* start Document segment *

[erlang-questions] term_to_binary and record improvements

Fri Aug 29 09:35:44 CEST 2008

On Fri, Aug 29, 2008 at 4:57 AM, Richard A. O'Keefe <ok@REDACTED> wrote:
>
> On 29 Aug 2008, at 6:47 am, Joe Armstrong wrote:
>>
>>  Suppose the run-time representation of the above record was
>> {person, [name,age], "fred", 30} - if this were the case then the
>> fields of the tuple would be self-describing and we could let the
>> compiler turn X.name into a function call lookup(X, name).
>
> In my "frames" proposal, the representation is _effectively_
> {{person,age,name}, 30, "fred"}
> with {person,age,name} shared.
> This means that the size of a "frame" is the same as the
> size of the corresponding "record", provided that the
> "descriptor" {person,age,name} is shared, as it usually can be.
>
> I note that the external term format is half-way to what we
> want:  it does have provision for 'caching' things and referring
> back to them later, only this is limited to atoms.
>
> There are at least three possibilities:
>
> (1) Don't preserve any sharing at all, other than atoms.
>    [Present situation.]
>
> (2) Build a hash table based on the *identity* (= address) of
>    terms in a first pass, and use that in a second pass.
>    [This preserves existing sharing.]

But you don't need to *internally* a tuple {Big,Big,Big} is a pointer to
a tuple on heap which is four words, the first word is {arity,3}, then
the next three words
are identical pointers to Big. The code for tuple_to_list should
therefore look very much
like the code for garbing a process heap onto a new heap.

* end Document segment *
* start Listed entries *

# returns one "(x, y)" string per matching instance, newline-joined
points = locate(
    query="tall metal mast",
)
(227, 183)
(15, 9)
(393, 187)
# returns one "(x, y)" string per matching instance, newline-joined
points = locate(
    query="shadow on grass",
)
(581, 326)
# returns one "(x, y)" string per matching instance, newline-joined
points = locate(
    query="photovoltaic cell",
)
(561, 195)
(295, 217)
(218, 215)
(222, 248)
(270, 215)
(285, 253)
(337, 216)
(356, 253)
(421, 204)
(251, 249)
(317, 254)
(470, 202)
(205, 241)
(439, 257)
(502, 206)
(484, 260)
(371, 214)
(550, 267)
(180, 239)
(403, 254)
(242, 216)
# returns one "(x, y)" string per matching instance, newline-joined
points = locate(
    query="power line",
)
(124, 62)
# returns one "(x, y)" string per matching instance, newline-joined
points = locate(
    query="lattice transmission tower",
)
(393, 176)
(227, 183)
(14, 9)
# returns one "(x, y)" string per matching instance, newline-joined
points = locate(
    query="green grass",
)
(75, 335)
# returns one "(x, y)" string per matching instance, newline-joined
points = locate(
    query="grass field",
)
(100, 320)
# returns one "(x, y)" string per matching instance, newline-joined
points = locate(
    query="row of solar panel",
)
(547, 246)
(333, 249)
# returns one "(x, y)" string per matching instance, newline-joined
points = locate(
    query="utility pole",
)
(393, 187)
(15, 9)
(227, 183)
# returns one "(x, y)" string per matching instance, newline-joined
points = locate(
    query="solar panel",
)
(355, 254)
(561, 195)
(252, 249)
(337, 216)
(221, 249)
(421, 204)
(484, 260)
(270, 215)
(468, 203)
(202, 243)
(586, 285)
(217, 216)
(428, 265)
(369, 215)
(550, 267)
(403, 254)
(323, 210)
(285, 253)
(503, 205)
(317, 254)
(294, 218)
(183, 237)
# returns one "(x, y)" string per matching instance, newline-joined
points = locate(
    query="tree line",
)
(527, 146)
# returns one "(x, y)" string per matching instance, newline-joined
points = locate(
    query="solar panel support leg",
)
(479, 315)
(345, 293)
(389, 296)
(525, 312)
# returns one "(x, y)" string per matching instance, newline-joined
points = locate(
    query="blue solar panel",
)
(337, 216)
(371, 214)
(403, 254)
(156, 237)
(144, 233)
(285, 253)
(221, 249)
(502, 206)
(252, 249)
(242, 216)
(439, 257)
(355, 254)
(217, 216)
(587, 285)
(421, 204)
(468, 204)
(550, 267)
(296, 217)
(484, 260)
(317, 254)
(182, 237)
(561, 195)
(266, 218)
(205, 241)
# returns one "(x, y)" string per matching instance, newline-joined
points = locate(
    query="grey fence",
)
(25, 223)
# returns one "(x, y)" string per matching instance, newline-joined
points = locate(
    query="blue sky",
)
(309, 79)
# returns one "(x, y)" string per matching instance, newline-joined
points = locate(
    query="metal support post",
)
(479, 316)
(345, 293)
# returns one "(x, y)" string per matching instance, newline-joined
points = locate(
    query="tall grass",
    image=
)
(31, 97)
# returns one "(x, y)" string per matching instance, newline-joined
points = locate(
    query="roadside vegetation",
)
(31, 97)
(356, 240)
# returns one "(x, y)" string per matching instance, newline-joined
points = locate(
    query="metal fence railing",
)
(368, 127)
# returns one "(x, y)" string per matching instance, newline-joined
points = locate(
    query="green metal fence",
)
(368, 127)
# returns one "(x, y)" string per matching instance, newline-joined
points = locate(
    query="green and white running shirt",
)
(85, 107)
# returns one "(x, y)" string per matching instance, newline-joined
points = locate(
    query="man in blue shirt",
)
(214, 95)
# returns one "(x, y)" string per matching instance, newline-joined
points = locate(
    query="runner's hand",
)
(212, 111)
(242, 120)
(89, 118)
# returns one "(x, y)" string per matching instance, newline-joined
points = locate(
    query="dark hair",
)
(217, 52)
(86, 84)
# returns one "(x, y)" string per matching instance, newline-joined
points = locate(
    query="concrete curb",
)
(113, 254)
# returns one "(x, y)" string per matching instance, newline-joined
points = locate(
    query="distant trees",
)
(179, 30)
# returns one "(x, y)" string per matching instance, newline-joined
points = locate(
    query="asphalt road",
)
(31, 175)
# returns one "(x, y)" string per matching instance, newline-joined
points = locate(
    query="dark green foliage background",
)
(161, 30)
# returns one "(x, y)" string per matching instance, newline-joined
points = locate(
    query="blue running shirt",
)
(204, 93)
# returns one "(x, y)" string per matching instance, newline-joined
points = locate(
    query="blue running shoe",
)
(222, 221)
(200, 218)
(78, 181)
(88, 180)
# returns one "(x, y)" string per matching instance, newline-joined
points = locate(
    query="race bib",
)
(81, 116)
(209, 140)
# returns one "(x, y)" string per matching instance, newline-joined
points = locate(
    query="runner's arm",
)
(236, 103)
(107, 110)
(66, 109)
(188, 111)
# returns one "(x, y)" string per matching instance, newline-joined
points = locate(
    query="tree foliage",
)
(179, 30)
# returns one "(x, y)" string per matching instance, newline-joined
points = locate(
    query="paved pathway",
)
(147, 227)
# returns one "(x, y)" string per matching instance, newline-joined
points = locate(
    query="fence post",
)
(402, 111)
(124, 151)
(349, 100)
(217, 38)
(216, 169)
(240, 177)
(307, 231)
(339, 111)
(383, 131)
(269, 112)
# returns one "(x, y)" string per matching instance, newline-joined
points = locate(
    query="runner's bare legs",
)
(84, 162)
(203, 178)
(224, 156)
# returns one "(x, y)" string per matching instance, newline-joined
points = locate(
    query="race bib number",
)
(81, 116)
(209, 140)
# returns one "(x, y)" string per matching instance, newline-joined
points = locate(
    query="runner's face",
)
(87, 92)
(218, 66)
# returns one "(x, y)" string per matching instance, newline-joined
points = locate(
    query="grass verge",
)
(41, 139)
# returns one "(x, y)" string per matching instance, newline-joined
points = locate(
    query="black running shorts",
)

* end Listed entries *

Request: Retype the stretch of the term_to_binary mailing list message that opens with the words containing "But you don't" and closes with "a new heap.", keeping every character unchanged.

Reply to the exercise:
But you don't need to *internally* a tuple {Big,Big,Big} is a pointer to
a tuple on heap which is four words, the first word is {arity,3}, then
the next three words
are identical pointers to Big. The code for tuple_to_list should
therefore look very much
like the code for garbing a process heap onto a new heap.